#### WORK TO COMPLETE:
If a line in the entries below contains "pole", copy it.

= = = = =

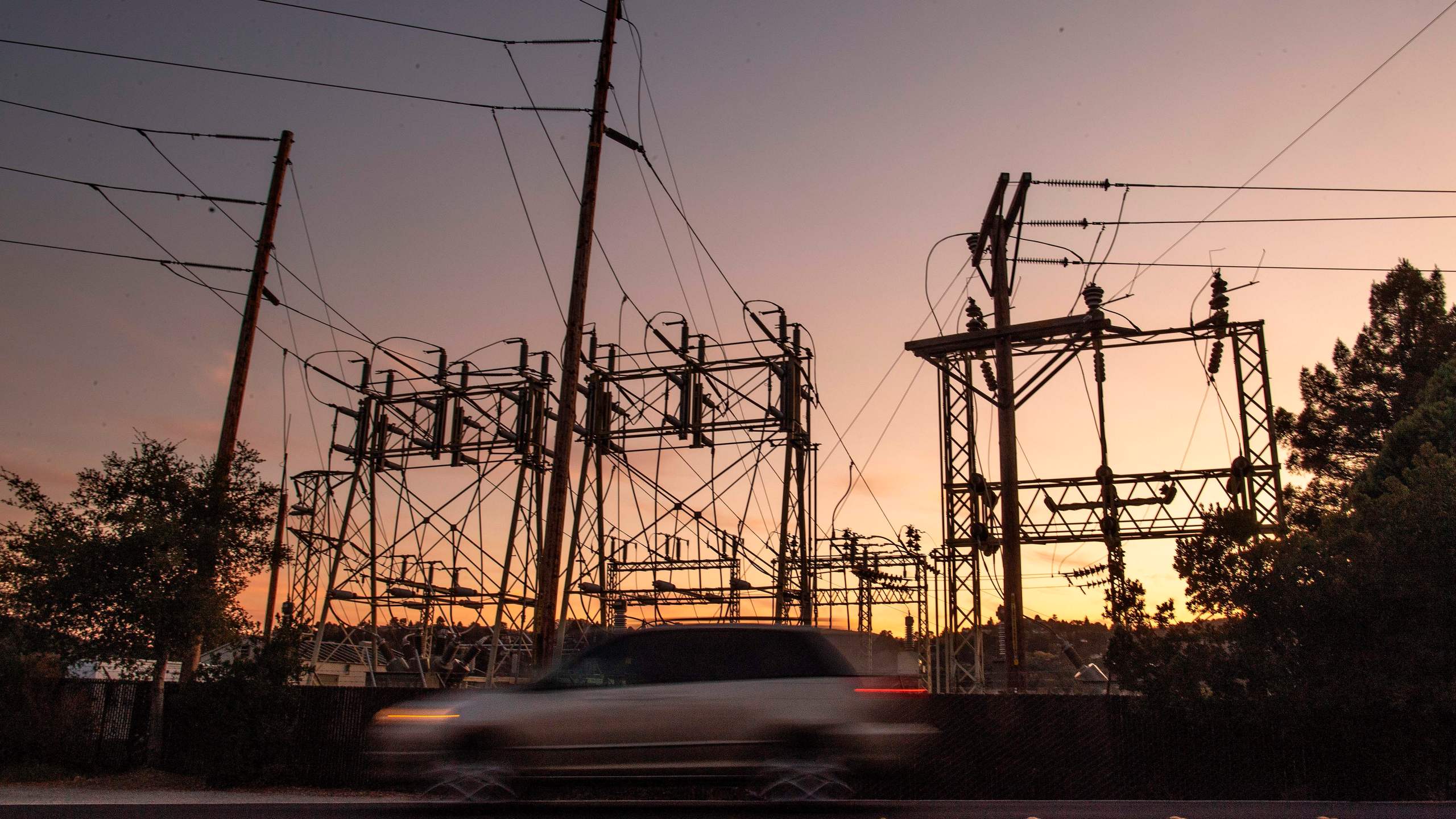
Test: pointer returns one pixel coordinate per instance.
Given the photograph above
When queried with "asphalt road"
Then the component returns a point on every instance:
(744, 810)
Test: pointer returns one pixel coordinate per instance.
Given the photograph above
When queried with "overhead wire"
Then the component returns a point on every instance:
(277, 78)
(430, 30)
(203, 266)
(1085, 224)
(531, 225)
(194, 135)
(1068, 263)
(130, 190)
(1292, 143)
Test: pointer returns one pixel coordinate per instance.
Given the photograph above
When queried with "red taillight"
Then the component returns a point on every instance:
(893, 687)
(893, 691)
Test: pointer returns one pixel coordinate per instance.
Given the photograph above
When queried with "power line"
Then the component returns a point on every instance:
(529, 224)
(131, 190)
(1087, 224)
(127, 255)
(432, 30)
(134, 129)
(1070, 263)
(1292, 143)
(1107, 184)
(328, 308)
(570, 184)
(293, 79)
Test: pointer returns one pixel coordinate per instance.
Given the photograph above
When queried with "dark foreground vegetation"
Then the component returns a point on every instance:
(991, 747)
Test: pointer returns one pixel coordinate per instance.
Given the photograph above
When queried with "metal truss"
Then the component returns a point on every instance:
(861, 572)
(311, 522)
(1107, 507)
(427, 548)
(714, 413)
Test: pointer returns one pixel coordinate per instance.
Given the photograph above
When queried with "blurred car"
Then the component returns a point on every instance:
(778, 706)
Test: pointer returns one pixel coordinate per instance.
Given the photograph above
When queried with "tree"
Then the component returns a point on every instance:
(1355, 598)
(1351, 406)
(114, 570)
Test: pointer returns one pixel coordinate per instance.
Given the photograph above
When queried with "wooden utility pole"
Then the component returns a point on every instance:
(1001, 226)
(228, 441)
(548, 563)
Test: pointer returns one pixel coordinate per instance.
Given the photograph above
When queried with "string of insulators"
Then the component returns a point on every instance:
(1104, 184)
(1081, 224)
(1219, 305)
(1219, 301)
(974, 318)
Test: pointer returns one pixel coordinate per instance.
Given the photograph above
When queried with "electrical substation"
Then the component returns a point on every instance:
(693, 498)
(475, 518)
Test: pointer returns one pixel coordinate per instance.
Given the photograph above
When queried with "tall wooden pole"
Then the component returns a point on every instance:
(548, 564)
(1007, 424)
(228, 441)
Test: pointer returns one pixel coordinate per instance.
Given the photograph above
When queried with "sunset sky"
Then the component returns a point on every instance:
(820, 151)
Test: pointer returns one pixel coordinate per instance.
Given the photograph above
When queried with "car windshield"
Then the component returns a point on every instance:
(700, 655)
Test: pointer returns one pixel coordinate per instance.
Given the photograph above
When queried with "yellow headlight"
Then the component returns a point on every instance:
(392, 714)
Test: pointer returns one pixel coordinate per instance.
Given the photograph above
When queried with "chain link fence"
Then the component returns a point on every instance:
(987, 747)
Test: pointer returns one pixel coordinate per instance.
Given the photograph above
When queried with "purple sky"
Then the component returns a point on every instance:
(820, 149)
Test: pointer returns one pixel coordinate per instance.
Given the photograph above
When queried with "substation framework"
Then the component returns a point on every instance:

= = = = =

#### EXERCISE RESPONSE:
When queried with "wooden utility pole"
When queried with "tall wooden pole"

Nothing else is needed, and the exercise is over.